— BEGIN Data to process —
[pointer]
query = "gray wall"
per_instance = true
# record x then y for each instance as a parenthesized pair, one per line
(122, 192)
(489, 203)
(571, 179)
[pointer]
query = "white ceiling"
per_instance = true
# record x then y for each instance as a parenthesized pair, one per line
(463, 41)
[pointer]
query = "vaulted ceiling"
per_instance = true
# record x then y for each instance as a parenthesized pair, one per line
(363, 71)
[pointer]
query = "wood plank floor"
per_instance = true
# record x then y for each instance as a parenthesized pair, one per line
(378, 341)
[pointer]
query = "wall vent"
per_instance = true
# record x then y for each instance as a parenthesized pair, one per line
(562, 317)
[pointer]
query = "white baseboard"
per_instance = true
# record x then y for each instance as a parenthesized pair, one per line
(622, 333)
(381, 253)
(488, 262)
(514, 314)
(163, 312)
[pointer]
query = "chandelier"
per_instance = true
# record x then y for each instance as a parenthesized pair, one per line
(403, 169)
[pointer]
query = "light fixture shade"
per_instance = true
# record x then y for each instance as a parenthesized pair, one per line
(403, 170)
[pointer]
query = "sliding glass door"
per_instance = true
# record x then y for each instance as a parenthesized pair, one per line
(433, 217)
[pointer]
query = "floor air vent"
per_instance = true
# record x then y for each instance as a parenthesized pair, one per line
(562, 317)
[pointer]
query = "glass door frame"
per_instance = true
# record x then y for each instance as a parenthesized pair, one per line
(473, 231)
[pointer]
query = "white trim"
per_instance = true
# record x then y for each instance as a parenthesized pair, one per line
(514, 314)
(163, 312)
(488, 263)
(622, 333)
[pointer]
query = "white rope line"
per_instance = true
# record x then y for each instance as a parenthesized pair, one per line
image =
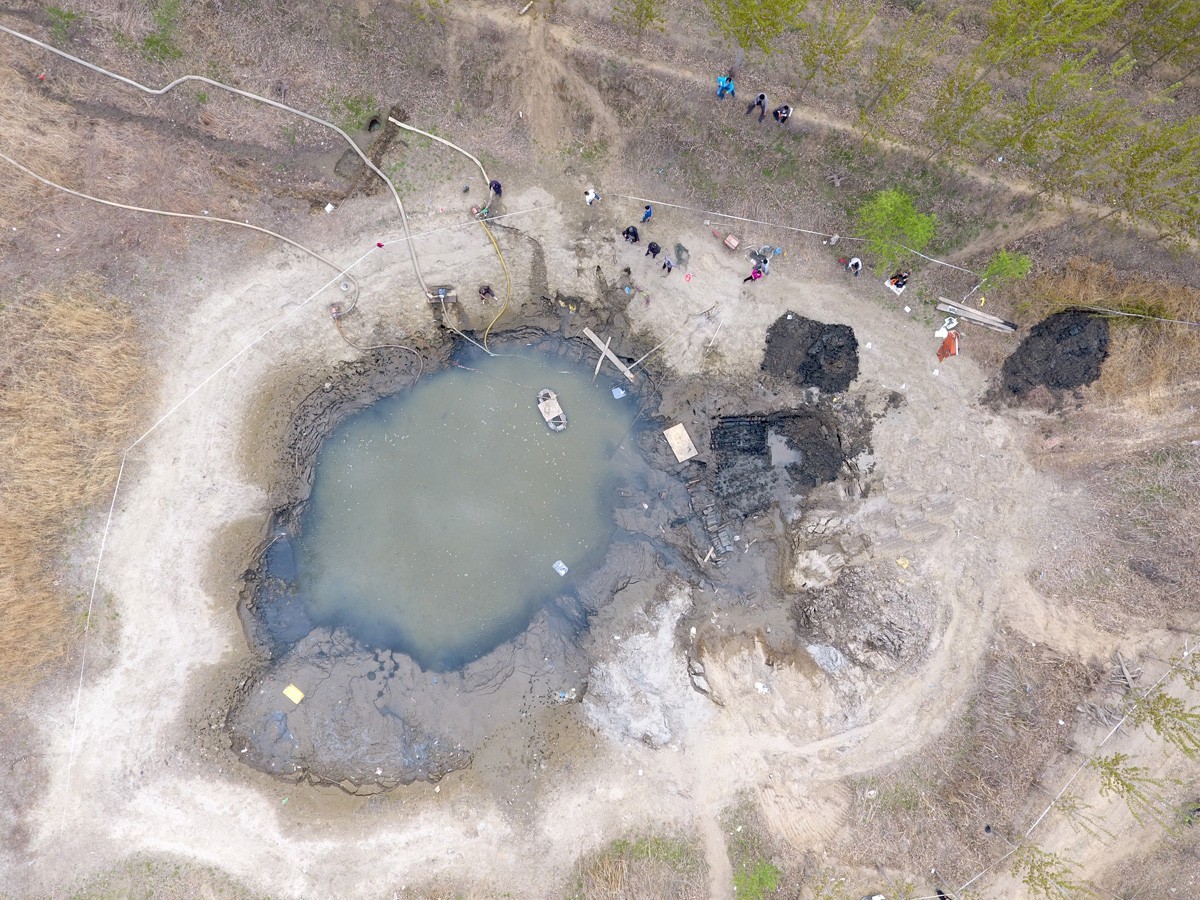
(299, 246)
(249, 95)
(443, 141)
(103, 541)
(777, 225)
(1162, 678)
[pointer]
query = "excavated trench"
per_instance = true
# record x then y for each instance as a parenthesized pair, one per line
(377, 713)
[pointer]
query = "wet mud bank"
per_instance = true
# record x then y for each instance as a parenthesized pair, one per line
(372, 719)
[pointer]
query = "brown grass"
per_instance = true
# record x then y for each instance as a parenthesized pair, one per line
(29, 141)
(69, 395)
(930, 814)
(1147, 359)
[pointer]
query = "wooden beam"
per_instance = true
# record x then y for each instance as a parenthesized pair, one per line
(600, 361)
(610, 354)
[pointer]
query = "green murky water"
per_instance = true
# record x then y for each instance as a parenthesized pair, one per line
(437, 515)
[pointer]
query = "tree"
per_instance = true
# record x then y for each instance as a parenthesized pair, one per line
(900, 60)
(1019, 33)
(1006, 268)
(754, 25)
(1162, 30)
(1143, 793)
(958, 109)
(1054, 106)
(1157, 179)
(829, 43)
(892, 227)
(639, 16)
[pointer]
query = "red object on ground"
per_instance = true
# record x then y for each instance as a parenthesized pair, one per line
(949, 347)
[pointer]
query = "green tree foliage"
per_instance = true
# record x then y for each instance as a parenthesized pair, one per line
(639, 16)
(900, 60)
(1084, 153)
(831, 43)
(1055, 107)
(1045, 874)
(958, 112)
(1020, 31)
(1162, 30)
(1019, 34)
(1143, 793)
(1157, 178)
(1005, 268)
(892, 226)
(755, 25)
(1170, 719)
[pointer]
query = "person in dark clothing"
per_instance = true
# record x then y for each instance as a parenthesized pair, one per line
(761, 103)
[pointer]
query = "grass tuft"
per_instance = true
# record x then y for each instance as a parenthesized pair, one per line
(69, 393)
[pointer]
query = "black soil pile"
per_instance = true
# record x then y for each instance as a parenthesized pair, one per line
(811, 354)
(1061, 353)
(817, 439)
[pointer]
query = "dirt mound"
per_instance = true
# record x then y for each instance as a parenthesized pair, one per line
(1062, 352)
(813, 354)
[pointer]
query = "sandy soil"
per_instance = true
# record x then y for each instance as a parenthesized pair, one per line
(143, 769)
(948, 510)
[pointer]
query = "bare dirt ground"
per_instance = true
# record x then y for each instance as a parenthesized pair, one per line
(131, 786)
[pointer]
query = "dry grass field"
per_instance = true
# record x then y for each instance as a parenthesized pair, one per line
(73, 385)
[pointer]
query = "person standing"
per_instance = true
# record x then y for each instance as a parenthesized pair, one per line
(761, 103)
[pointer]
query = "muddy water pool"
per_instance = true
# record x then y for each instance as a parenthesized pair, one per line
(437, 515)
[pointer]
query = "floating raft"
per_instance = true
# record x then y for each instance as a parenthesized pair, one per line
(553, 414)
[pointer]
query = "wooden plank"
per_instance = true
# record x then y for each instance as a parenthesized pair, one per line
(971, 317)
(610, 354)
(600, 361)
(979, 318)
(973, 311)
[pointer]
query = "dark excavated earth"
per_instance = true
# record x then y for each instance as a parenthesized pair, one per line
(1062, 352)
(811, 354)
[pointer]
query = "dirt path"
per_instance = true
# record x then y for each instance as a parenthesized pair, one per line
(955, 496)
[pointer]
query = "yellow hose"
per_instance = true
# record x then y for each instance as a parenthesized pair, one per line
(508, 282)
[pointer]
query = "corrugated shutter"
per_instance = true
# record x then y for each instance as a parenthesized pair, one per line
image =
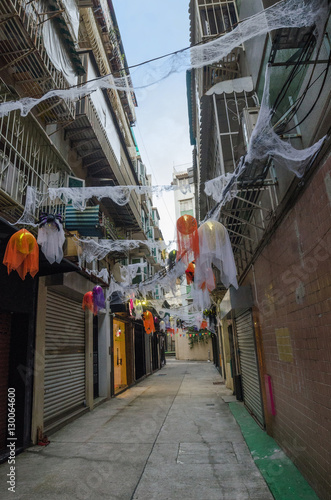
(249, 365)
(64, 357)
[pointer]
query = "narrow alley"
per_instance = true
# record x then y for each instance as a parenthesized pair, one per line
(170, 437)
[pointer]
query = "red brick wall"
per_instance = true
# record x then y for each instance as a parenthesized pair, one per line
(293, 291)
(5, 319)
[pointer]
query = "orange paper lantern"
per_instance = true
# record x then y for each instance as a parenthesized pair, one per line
(190, 273)
(88, 302)
(148, 322)
(22, 254)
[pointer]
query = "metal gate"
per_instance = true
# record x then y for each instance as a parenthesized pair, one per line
(64, 357)
(249, 365)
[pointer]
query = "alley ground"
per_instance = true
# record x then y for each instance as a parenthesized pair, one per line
(171, 437)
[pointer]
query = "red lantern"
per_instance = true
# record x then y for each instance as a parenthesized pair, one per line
(190, 273)
(187, 238)
(88, 301)
(22, 254)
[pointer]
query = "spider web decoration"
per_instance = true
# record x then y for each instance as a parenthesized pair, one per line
(292, 13)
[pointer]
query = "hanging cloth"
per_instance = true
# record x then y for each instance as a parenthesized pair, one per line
(187, 238)
(148, 322)
(98, 299)
(22, 254)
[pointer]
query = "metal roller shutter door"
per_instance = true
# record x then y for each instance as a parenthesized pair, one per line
(64, 357)
(249, 365)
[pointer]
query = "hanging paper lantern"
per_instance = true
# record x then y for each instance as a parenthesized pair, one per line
(190, 273)
(210, 282)
(215, 248)
(138, 310)
(172, 257)
(51, 237)
(120, 273)
(148, 322)
(22, 254)
(187, 238)
(167, 320)
(88, 301)
(98, 299)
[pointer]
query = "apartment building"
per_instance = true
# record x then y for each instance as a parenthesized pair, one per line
(274, 329)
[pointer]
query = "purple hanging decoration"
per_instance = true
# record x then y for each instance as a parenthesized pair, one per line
(98, 299)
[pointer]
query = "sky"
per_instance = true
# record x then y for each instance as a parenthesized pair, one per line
(151, 28)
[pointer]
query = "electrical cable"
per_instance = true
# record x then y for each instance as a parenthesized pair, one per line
(317, 98)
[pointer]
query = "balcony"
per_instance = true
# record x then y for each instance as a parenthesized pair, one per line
(27, 158)
(25, 63)
(217, 18)
(90, 141)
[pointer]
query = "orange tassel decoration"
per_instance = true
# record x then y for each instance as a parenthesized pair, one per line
(88, 302)
(190, 273)
(148, 322)
(22, 254)
(187, 238)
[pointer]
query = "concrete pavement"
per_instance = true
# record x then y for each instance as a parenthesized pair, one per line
(170, 437)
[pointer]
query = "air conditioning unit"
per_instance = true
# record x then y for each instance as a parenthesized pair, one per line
(11, 179)
(249, 119)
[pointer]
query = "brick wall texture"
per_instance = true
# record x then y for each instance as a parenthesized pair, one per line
(293, 296)
(5, 320)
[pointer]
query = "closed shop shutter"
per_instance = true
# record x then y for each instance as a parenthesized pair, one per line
(249, 365)
(64, 358)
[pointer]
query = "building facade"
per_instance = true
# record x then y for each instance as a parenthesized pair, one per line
(274, 330)
(60, 358)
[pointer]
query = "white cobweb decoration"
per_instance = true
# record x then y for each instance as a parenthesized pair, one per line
(266, 143)
(292, 13)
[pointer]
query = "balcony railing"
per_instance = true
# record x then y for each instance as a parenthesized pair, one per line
(23, 49)
(123, 176)
(27, 158)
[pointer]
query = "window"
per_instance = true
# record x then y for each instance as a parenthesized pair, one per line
(182, 182)
(217, 19)
(186, 207)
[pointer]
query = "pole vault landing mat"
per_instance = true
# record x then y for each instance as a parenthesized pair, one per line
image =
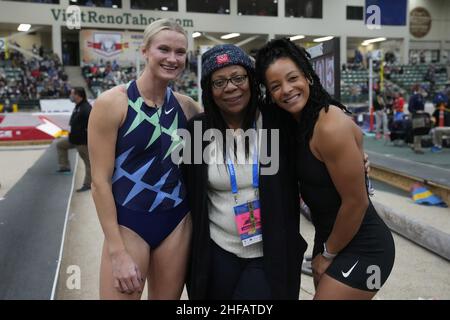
(32, 126)
(32, 219)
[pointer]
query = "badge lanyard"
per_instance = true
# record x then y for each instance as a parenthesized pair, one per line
(247, 215)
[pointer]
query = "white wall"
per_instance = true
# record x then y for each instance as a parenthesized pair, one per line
(333, 13)
(333, 22)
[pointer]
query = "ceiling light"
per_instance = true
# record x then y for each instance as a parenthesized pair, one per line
(369, 41)
(293, 38)
(24, 27)
(323, 39)
(230, 36)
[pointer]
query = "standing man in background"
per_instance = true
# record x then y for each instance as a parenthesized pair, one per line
(77, 136)
(416, 105)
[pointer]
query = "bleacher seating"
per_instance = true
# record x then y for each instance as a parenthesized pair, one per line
(25, 81)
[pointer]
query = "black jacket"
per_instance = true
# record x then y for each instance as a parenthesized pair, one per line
(78, 123)
(283, 247)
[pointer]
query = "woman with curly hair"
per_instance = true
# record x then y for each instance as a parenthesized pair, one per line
(353, 252)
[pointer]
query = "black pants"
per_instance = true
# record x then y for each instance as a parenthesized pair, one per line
(234, 278)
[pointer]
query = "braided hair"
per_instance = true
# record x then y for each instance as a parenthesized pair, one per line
(318, 96)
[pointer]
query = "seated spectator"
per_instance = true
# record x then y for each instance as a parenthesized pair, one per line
(441, 120)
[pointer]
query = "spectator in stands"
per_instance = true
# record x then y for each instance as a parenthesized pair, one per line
(441, 120)
(399, 104)
(416, 105)
(431, 77)
(77, 136)
(379, 106)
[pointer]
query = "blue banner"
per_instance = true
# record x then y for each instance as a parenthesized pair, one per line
(392, 12)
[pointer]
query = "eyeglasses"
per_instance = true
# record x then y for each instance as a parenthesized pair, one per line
(236, 80)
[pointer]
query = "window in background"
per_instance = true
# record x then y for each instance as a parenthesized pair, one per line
(158, 5)
(304, 8)
(355, 13)
(258, 7)
(208, 6)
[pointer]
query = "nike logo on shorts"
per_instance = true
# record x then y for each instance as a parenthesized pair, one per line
(346, 274)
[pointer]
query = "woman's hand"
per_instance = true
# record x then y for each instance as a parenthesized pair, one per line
(319, 266)
(126, 274)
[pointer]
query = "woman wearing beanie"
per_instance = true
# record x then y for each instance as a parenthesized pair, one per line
(354, 251)
(245, 238)
(138, 191)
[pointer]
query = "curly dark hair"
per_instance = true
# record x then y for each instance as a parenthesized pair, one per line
(318, 96)
(212, 112)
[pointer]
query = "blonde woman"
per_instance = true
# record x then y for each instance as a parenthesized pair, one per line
(137, 189)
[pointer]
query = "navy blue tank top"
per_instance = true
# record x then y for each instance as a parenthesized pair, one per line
(145, 177)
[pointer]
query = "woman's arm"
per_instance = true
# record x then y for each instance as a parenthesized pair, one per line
(106, 117)
(338, 143)
(189, 106)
— END Data to process —
Gather every line of the records that contains the word "black", and copy each one in full.

■ **Task output**
query = "black soil pile"
query = "black jacket"
query = "black pants"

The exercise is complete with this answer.